### WHAT IS EXPECTED
Render each line of the data below as a JSON list of strings, with one string per line and blank lines omitted.

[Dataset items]
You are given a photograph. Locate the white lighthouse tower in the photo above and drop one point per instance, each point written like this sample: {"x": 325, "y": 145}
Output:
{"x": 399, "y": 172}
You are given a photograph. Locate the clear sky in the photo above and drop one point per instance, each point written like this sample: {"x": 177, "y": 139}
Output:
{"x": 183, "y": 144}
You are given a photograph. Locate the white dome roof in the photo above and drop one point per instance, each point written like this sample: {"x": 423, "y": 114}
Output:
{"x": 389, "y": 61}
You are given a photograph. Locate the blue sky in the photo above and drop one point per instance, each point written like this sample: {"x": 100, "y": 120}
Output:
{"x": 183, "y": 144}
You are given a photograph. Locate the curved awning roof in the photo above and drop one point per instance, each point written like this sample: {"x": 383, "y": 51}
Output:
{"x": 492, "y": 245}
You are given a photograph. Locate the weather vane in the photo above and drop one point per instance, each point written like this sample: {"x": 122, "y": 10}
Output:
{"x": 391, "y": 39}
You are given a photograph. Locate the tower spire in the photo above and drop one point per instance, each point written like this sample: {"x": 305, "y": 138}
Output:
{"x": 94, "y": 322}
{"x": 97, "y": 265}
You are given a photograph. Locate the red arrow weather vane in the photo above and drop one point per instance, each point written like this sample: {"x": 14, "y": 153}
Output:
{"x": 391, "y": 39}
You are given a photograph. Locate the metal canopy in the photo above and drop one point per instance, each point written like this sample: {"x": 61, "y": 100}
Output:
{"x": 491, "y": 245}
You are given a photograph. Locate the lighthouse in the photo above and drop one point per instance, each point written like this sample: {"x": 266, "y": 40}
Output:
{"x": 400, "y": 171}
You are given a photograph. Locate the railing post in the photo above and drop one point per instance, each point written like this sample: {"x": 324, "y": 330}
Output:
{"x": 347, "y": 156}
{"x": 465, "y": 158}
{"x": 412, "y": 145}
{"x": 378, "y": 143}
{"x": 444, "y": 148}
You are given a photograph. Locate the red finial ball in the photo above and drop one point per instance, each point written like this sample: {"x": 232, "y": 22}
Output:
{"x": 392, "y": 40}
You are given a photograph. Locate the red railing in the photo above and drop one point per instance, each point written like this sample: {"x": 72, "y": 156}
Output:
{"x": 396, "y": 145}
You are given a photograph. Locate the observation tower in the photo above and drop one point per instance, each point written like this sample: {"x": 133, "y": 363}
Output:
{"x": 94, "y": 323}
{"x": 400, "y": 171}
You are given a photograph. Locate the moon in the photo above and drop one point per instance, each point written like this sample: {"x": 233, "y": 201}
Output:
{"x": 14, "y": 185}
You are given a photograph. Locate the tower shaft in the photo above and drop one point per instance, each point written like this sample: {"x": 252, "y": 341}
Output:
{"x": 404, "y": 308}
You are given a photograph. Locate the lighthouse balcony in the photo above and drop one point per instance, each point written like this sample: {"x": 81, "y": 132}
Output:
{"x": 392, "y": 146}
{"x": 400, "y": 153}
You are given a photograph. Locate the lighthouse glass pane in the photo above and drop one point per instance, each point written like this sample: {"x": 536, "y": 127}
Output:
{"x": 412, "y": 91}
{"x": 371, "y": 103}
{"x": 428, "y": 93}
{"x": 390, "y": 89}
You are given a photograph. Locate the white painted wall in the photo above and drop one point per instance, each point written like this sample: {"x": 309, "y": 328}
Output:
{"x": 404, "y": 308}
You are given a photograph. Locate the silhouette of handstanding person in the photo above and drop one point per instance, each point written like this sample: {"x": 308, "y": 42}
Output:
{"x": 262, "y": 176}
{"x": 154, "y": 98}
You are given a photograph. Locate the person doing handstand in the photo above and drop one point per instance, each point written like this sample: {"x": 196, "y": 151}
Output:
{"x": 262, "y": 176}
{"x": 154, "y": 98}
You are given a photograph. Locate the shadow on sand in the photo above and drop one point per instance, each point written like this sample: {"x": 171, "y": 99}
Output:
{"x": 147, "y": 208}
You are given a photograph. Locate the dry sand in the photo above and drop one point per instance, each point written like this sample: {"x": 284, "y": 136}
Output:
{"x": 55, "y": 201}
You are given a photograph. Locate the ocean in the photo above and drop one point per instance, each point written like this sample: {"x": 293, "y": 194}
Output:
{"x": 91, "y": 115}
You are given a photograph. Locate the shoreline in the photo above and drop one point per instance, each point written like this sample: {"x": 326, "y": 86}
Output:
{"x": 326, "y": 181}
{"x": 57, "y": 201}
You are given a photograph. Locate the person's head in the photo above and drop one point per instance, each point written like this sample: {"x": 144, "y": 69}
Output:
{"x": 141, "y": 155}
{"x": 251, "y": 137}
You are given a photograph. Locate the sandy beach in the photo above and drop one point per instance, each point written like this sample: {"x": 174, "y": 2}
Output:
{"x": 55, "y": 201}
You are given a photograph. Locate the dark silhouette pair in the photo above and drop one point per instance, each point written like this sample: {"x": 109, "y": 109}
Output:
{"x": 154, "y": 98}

### WRITTEN SOLUTION
[
  "You are given a photograph. Locate the white lighthouse tower in the photo above and drop one point per instance, each point written like this sample: {\"x\": 325, \"y\": 145}",
  "Output:",
  "{\"x\": 399, \"y\": 172}",
  "You are given a photograph. Locate the clear sky in the photo above and drop one point per instance, each point written like this sample: {\"x\": 177, \"y\": 139}",
  "Output:",
  "{\"x\": 183, \"y\": 144}",
  "You are given a photograph. Locate the white dome roof in the photo above and drop one point per instance, each point written like this sample: {\"x\": 423, \"y\": 114}",
  "Output:",
  "{\"x\": 389, \"y\": 61}",
  "You are given a photograph. Locate the blue sky in the photo above and drop one point per instance, each point written like this sample: {\"x\": 100, \"y\": 120}",
  "Output:",
  "{\"x\": 183, \"y\": 144}",
  "You are given a photograph. Locate the curved awning roof in the photo above and drop one point per instance, each point written like this sample: {\"x\": 383, \"y\": 51}",
  "Output:",
  "{\"x\": 492, \"y\": 245}",
  "You are given a photograph. Locate the weather vane in the photo above and drop one point per instance, each point written like this sample: {\"x\": 122, \"y\": 10}",
  "Output:",
  "{\"x\": 391, \"y\": 39}",
  "You are given a photograph. Locate the tower spire in the photo above and drop one point per instance, each point written like this sample: {\"x\": 305, \"y\": 138}",
  "Output:",
  "{\"x\": 94, \"y\": 322}",
  "{\"x\": 97, \"y\": 265}",
  "You are given a photograph. Locate the red arrow weather vane in the photo above and drop one point per instance, each point written like this sample: {\"x\": 14, \"y\": 153}",
  "Output:",
  "{\"x\": 391, \"y\": 39}",
  "You are given a photograph. Locate the metal canopy in the photo above and drop one point per instance, each point written like this sample: {\"x\": 61, \"y\": 100}",
  "Output:",
  "{\"x\": 491, \"y\": 245}",
  "You are given a photograph. Locate the lighthouse in the photo above and drop one point per instance, each point written like this sample: {\"x\": 266, \"y\": 40}",
  "Output:",
  "{\"x\": 400, \"y\": 171}",
  "You are given a photograph. Locate the railing post in the photo above and drop one point per instance, each point written like this sample: {\"x\": 324, \"y\": 330}",
  "Output:",
  "{\"x\": 347, \"y\": 156}",
  "{\"x\": 465, \"y\": 158}",
  "{\"x\": 412, \"y\": 145}",
  "{\"x\": 378, \"y\": 143}",
  "{\"x\": 444, \"y\": 148}",
  "You are given a photograph. Locate the red finial ball in the photo above and drop one point per instance, each point written like this sample: {\"x\": 232, \"y\": 22}",
  "Output:",
  "{\"x\": 392, \"y\": 40}",
  "You are given a photograph. Locate the red railing in the photo above and drop one point per instance, each point written like this sample: {\"x\": 72, \"y\": 156}",
  "Output:",
  "{\"x\": 396, \"y\": 145}",
  "You are given a photograph. Locate the observation tower in the photo above and drop one point per instance, each point written like this sample: {\"x\": 133, \"y\": 363}",
  "Output:",
  "{\"x\": 94, \"y\": 323}",
  "{\"x\": 400, \"y\": 171}",
  "You are given a photograph. Locate the moon in the photo above and drop one point per instance, each point written like this sample: {\"x\": 233, \"y\": 201}",
  "Output:",
  "{\"x\": 14, \"y\": 185}",
  "You are given a photograph. Locate the tower shaft in the photo above and drop one point per instance, each point written like this sample: {\"x\": 252, \"y\": 341}",
  "Output:",
  "{\"x\": 404, \"y\": 308}",
  "You are given a photograph. Locate the lighthouse balcony in the photo above and drop one point per instance, each point written like this sample: {\"x\": 81, \"y\": 132}",
  "Output:",
  "{\"x\": 392, \"y\": 146}",
  "{\"x\": 400, \"y\": 153}",
  "You are given a photograph. Locate the lighthouse glass pane in the photo above and drop one point per instance, each point written like this sample: {\"x\": 536, \"y\": 127}",
  "Output:",
  "{\"x\": 412, \"y\": 91}",
  "{\"x\": 371, \"y\": 103}",
  "{\"x\": 428, \"y\": 93}",
  "{\"x\": 390, \"y\": 89}",
  "You are given a photograph. Locate the white painted wall in the photo above and drop one point per instance, each point written like this sample: {\"x\": 309, \"y\": 328}",
  "Output:",
  "{\"x\": 404, \"y\": 308}",
  "You are given a photograph. Locate the silhouette of handstanding person in the photo above and drop one point per instance, each point written like this sample: {\"x\": 308, \"y\": 42}",
  "Output:",
  "{\"x\": 262, \"y\": 176}",
  "{\"x\": 154, \"y\": 98}",
  "You are given a photograph. Locate the person doing handstand in the photo above and drop one point per instance, each point written like this sample: {\"x\": 196, \"y\": 151}",
  "Output:",
  "{\"x\": 262, \"y\": 176}",
  "{\"x\": 154, \"y\": 98}",
  "You are given a photograph. Locate the shadow on sand in the photo above and drop one point per instance, each point written like this sample: {\"x\": 171, \"y\": 99}",
  "Output:",
  "{\"x\": 147, \"y\": 208}",
  "You are given a photograph. Locate the dry sand in the photo above and drop one point per instance, each point written like this sample: {\"x\": 284, \"y\": 136}",
  "Output:",
  "{\"x\": 55, \"y\": 201}",
  "You are given a photograph. Locate the ocean in the photo above and drop one point per instance, each point written like this sample: {\"x\": 293, \"y\": 194}",
  "Output:",
  "{\"x\": 91, \"y\": 115}",
  "You are given a photograph. Locate the shoreline in the photo above and drop one point per instance, each point written like this sample: {\"x\": 326, \"y\": 86}",
  "Output:",
  "{\"x\": 326, \"y\": 181}",
  "{\"x\": 57, \"y\": 201}",
  "You are given a photograph. Locate the person's head in the photo above and drop one point per instance, each point written like this sample: {\"x\": 144, \"y\": 69}",
  "Output:",
  "{\"x\": 141, \"y\": 155}",
  "{\"x\": 251, \"y\": 137}",
  "You are given a photograph. Locate the sandy beach in the photo above and drop one point per instance, each point written like this sample: {\"x\": 174, \"y\": 2}",
  "Output:",
  "{\"x\": 55, \"y\": 201}",
  "You are given a photograph. Locate the dark silhouette pair in the photo above and drop one point per instance, each point written like this sample: {\"x\": 109, \"y\": 109}",
  "Output:",
  "{\"x\": 154, \"y\": 98}"
]